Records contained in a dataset
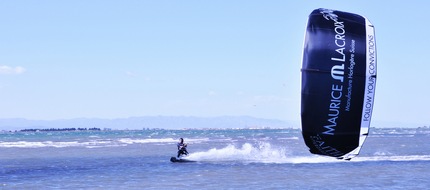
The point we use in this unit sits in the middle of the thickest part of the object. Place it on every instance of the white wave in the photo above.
(263, 153)
(393, 158)
(143, 141)
(92, 143)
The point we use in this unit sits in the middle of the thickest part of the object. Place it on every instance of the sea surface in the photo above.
(396, 158)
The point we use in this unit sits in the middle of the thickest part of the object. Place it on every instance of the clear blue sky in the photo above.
(115, 59)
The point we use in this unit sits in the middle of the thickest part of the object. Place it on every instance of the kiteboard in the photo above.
(180, 160)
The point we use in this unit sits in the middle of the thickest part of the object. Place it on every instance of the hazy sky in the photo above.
(114, 59)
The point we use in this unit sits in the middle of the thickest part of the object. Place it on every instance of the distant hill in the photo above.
(163, 122)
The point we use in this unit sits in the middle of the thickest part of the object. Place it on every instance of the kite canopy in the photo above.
(338, 82)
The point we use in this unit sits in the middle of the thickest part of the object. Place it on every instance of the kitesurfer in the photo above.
(182, 148)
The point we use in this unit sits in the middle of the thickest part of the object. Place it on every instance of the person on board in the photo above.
(182, 148)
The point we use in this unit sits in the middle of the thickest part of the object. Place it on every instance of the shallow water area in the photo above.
(241, 158)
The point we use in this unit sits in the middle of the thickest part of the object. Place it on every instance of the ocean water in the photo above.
(226, 159)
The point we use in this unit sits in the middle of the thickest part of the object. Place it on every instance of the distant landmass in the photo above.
(162, 122)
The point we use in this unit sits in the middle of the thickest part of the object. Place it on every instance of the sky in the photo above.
(118, 59)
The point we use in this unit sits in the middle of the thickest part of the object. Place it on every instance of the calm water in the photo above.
(226, 159)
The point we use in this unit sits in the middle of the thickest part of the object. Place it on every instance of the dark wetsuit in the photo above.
(182, 149)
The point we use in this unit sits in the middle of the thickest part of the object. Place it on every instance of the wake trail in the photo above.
(266, 153)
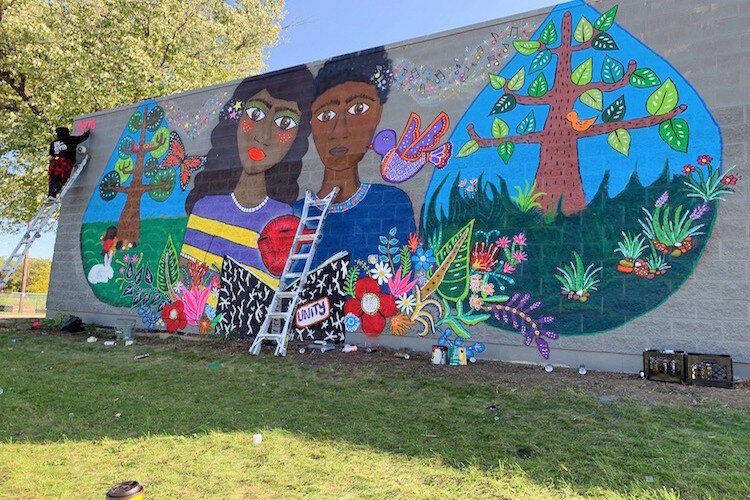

* Task prompt
Please restate each entry exactly, but drop any picture it holds.

* Task result
The point we use in this unit sits in the middle of the thickest part of the object. Place it on every instance of the white wave in the photo above.
(263, 153)
(393, 158)
(143, 141)
(92, 143)
The point we use in this unit sits in the middle of the thickest part of the object. Place it on every instance of the sea surface in the photo above.
(396, 158)
The point we use in this unit sits in the middle of the thickest part of the object. Place it on every instance of the clear blue sky in the photo above.
(115, 59)
The point we use in this unit sits in the middle of the thickest part of the object. Place it on every instance of the kiteboard in the photo above.
(180, 160)
The point we use in this unit sits in the middle of the thickest part of the object. Place it on every instance of the hazy sky in the photo above.
(114, 59)
The point we use in this unit sits in the middle of the thickest part of the object. Place it on every instance of the distant hill in the photo above.
(163, 122)
The point we use in this unit sits in the middle of the thickest part of the object. Place it on every instance of the kite canopy in the photo above.
(338, 82)
The point we use in this unit sits in the middle of the thickest part of the object. Place it on every instance of the kitesurfer in the photo above.
(182, 148)
The point we use in this unit sits in the middle of the thickest part of the object. Place it on every instance of the person on board in the photo above.
(182, 148)
The point we use in this unit sits in the middle of the thickest part of the object. Place it on every instance of the shallow water area in the photo above.
(241, 158)
The point we use in this unit sits in the middle of the thickest part of the object. Place it on every instance of the ocean water in the photo above.
(226, 159)
The point we use in this unit sits in the middle of the thickest part of the object. Place it on every instance of the distant landmass in the photo above.
(162, 122)
The point we use in this unit sits in the middle of the thickest part of the object. Place it on every instance of the sky in the photo above.
(118, 59)
The point we use in this unit sits in the middle of the thickest part of the object. Place it on every instance of the calm water in the photo above.
(226, 159)
The point we use in this unit sits in the middle of the thickest part of the object. Place it on every instance of the dark wetsuit in the photo above.
(182, 149)
The point we use in this unit sits in the middle of the thickest part of the object. Place it on every instance of the wake trail in the photo above.
(266, 153)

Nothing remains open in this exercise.